---------- Working data

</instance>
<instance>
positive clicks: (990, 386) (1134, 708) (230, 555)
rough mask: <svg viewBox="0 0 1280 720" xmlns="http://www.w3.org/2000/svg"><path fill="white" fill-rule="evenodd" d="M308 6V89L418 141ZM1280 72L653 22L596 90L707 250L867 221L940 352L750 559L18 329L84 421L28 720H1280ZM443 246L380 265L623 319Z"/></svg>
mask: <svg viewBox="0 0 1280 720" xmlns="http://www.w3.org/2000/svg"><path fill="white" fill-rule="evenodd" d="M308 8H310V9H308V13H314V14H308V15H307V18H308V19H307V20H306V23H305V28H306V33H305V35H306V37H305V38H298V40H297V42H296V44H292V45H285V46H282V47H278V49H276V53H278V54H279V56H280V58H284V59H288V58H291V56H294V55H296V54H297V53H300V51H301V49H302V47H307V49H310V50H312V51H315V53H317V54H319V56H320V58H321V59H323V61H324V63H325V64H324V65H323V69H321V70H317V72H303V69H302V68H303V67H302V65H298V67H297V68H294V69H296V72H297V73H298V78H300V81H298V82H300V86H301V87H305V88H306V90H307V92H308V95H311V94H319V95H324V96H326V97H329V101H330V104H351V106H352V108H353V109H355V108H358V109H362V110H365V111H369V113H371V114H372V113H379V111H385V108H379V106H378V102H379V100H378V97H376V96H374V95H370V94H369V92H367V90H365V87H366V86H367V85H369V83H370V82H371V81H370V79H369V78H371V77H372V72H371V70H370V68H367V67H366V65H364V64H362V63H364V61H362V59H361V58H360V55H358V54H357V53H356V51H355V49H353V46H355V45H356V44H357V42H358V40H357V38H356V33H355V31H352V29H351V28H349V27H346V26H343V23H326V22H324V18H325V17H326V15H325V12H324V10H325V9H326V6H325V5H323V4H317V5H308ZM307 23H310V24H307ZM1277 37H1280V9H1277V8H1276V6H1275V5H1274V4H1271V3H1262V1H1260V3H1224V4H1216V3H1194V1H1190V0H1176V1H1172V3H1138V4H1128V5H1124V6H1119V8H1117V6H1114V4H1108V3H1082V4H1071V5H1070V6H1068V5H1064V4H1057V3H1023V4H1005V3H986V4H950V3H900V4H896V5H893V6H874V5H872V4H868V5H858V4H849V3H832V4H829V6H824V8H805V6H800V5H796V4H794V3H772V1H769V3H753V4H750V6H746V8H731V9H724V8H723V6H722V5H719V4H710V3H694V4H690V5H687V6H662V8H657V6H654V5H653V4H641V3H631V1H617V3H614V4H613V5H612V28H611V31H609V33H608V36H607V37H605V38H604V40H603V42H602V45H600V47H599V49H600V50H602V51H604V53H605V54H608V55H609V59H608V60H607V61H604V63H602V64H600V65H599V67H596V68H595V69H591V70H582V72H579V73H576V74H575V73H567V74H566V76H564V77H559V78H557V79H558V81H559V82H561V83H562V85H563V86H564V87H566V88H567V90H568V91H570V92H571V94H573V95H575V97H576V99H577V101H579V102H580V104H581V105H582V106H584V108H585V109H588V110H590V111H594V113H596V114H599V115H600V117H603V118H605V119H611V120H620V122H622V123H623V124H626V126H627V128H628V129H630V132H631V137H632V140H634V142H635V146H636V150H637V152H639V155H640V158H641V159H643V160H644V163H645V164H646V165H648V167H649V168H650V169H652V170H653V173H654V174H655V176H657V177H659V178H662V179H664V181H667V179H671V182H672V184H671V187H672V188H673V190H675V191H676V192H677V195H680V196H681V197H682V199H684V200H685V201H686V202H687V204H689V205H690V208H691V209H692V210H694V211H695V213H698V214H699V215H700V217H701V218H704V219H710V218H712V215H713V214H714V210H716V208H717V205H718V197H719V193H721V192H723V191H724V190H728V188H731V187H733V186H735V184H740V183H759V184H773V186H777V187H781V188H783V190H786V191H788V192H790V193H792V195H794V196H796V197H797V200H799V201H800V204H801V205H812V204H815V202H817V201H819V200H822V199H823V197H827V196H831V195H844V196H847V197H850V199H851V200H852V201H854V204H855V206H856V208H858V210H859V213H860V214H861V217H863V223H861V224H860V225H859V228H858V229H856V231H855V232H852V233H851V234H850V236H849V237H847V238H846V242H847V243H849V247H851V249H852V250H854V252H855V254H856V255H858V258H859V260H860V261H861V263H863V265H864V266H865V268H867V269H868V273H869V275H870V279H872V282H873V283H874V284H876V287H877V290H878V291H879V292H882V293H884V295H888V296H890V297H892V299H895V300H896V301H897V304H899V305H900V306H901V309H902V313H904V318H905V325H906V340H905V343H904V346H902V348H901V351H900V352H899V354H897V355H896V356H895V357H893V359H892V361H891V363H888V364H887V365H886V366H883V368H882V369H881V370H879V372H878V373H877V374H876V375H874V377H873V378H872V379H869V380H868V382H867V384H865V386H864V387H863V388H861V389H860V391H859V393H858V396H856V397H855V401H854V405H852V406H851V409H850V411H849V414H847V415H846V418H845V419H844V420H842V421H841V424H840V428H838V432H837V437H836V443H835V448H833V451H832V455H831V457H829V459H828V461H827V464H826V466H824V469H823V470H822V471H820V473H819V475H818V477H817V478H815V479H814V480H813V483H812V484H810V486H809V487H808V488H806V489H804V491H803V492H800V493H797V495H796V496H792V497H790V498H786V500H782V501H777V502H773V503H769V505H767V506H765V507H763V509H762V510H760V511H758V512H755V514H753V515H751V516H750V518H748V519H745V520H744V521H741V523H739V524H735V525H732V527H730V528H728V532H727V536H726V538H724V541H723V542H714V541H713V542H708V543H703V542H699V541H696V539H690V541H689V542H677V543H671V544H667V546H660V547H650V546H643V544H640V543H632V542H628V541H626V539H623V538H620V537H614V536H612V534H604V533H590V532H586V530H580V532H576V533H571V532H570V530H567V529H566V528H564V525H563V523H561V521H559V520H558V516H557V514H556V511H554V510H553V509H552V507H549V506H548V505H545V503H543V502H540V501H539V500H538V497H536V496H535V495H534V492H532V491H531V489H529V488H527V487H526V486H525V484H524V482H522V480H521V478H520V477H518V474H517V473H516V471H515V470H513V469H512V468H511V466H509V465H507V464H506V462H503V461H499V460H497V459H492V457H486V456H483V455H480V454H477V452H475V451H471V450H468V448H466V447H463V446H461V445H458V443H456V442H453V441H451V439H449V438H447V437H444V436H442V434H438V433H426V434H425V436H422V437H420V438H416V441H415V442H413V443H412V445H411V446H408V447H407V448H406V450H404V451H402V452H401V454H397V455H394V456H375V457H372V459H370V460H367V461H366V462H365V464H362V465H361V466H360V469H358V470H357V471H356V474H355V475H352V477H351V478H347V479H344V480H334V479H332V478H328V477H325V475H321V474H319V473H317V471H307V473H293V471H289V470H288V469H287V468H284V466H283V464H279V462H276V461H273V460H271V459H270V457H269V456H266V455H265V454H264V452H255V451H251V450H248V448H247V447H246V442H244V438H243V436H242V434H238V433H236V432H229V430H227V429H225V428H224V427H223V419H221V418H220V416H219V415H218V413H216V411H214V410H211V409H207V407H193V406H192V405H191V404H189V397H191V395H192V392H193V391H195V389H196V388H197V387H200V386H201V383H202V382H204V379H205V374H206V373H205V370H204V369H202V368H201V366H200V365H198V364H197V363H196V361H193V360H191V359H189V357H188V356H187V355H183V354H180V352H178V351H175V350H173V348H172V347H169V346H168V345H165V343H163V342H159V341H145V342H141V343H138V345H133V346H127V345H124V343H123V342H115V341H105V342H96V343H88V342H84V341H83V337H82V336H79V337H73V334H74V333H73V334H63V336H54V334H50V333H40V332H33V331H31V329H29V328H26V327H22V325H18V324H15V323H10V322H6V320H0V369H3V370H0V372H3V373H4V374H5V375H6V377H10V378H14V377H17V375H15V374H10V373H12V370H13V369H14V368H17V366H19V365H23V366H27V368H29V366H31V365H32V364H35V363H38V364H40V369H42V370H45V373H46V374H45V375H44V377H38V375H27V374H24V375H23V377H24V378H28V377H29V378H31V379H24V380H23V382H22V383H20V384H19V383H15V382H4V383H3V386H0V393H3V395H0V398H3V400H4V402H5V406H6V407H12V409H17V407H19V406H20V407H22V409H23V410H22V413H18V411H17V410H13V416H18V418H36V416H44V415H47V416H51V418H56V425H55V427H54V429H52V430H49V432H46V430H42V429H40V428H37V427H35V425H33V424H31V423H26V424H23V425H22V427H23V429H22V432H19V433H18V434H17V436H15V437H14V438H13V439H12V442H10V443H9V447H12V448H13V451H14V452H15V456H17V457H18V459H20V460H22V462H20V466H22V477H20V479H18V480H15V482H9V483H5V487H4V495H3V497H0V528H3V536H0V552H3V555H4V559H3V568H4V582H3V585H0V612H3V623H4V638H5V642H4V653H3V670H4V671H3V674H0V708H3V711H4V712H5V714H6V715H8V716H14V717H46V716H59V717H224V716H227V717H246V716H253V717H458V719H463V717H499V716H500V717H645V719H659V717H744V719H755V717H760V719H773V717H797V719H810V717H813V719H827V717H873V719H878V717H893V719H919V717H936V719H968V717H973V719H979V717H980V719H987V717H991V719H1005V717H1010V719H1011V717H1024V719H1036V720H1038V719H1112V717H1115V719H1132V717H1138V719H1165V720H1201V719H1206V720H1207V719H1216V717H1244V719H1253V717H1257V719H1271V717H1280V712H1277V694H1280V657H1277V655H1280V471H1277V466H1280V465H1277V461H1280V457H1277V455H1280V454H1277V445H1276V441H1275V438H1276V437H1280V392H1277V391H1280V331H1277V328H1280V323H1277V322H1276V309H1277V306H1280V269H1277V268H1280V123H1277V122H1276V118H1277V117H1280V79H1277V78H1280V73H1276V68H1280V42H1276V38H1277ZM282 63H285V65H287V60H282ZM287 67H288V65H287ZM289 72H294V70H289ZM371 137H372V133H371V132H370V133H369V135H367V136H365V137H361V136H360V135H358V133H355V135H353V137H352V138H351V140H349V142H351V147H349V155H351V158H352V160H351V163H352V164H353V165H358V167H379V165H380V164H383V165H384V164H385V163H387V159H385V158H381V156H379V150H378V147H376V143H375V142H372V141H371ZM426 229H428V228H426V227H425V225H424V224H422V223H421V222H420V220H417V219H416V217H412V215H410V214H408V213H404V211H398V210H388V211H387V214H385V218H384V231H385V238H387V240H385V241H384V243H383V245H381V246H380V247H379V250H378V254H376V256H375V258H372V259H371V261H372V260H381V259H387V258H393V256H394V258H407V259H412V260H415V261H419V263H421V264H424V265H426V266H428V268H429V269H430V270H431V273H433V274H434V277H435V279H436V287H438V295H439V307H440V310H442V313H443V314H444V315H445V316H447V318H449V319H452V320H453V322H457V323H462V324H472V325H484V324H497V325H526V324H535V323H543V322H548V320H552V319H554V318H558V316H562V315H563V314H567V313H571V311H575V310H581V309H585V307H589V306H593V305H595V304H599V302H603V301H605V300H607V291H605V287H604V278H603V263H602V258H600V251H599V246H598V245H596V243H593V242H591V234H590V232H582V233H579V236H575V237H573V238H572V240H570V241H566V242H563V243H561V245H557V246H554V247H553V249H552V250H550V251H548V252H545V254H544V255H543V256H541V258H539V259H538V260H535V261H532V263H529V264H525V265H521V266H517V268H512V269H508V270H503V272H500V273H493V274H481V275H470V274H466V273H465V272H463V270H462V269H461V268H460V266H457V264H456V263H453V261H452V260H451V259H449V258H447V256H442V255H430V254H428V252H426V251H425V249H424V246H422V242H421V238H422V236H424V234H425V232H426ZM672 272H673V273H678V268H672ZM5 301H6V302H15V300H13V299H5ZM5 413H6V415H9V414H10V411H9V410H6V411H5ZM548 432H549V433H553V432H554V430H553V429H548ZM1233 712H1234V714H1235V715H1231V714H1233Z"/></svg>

--------------------

Problem to solve: Quote exactly the stretch of lines above that starts at the first one and ends at the line with "positive clicks: (990, 386)", and nothing beyond it.

Completed task:
</instance>
<instance>
positive clicks: (990, 386) (1134, 708) (230, 555)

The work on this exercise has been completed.